■ **Given passage**:
+++++
Tuesday 4 January 2000 | general

I’ve had a thought about Christianity in my head since driving down to Abingdon Friday afternoon. I was imagining having a conversation with Stephanie about why I’m not a Christian, wondering what she would say to this and that, and yet another contradiction in basic Christian doctrine.

It all came about from thinking about a book of Maw-Maw’s I skimmed when I first got here. I was sitting by the television and I noticed “Satan” in the title, and obviously became intrigued. I picked it up and saw the wonderful title: Satan Is Alive and Well on Planet Earth. It’s by Hal Lindsey, whom I researched just a little on the internet, but nothing significant. The surprising thing is it’s published (in 1972) by Zondervan Press in Grand Rapids. Who made the decision to publish such idiocy? At any rate, during his silliness, he writes the following:

When man fell into Satan’s hands, God immediately launched His plan to redeem man from this helpless situation. What Satan didn’t count on was that God would be so just that He wouldn’t forgive man unless divine justice was satisfied. And something much more incredible — that God would be so loving that He would be willing to step down from heaven and temporarily lay aside all of His divine rights and become a man. Satan didn’t anticipate that God, as a man, would later to a cross and bear His own righteous judgment against the sin of the whole universe.
+++++
■ **Supplied data**:
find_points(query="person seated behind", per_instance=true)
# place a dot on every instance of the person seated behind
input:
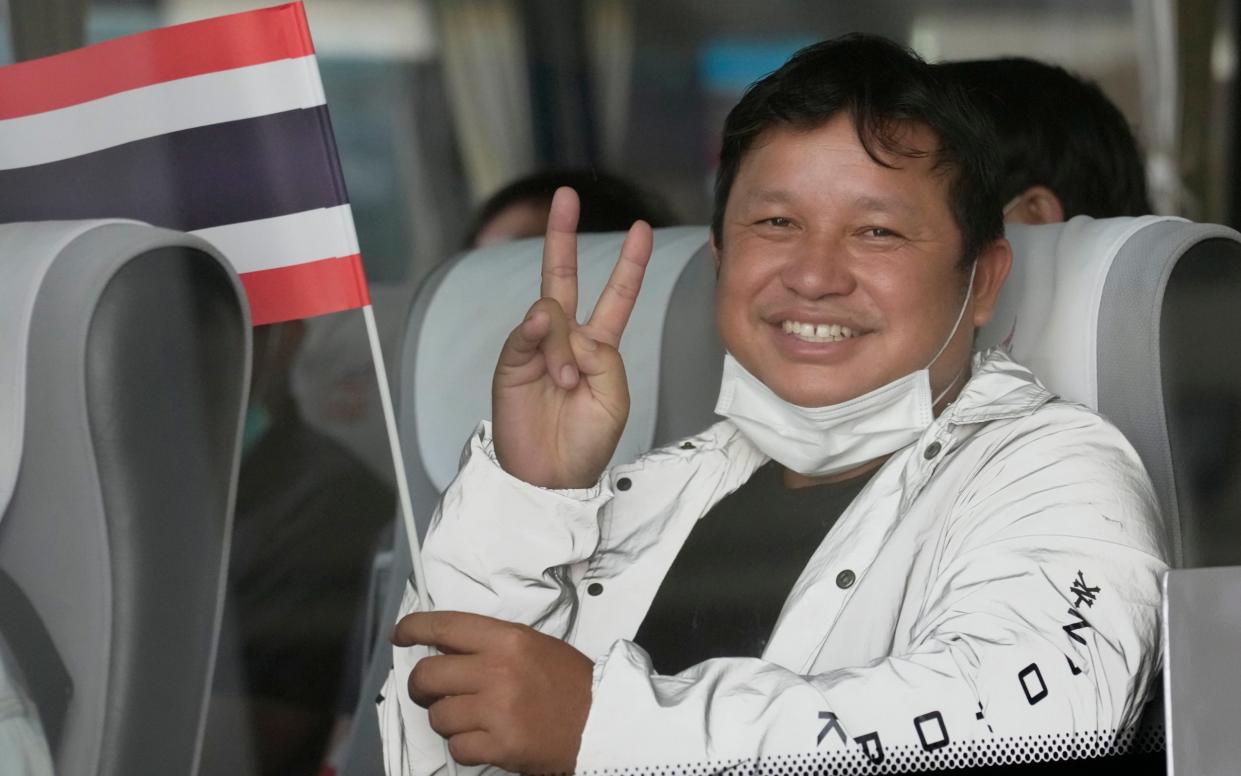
+++++
■ **Problem to work on**: Extend the journal entry about Christianity and the Hal Lindsey book, picking up after its final sentence.

■ **Task output**:
Satan Is Alive and Well on Planet Earth (63)

This requires one slight altercation in the Christian definition of God: either he can’t be omniscient or he can’t be completely benevolent. “When man fell into Satan’s hands, God immediately launched His plan . . .” This means that God was waiting for the Fall — he new it was coming, and had planned for it. This makes one wonder how loving God is to create a being knowing that he was creating this being to be damned because of his own nature. It also implies that God didn’t know beforehand — though this implication is admittedly weak.

The whole thing points out the danger in saying God had a plan. When was this plan hatched? Before creation? If so, then he created humans to be damned — at least those who don’t “accept Christ” and all that nonsense. After creation? If so, then he didn’t anticipate the Fall — and he is not omniscient. Of course I’m just butting my head against a cliché wall, for in the end it’s all “a matter of faith” and I realize that such thinking does nothing for anyone but me. It only reinforces what I already believe, just as this Satan Is Alive and Well nonsense probably only reinforced what Maw-Maw believed. (There’s a lot about how Christ came down and suffered for our sakes — this is nothing new. Yet it’s as if he’s explaining it to people for the first time. I suppose the equivalent would be Dr. Clayton reading only intro to philosophy books — it’s filled with stuff he already knows.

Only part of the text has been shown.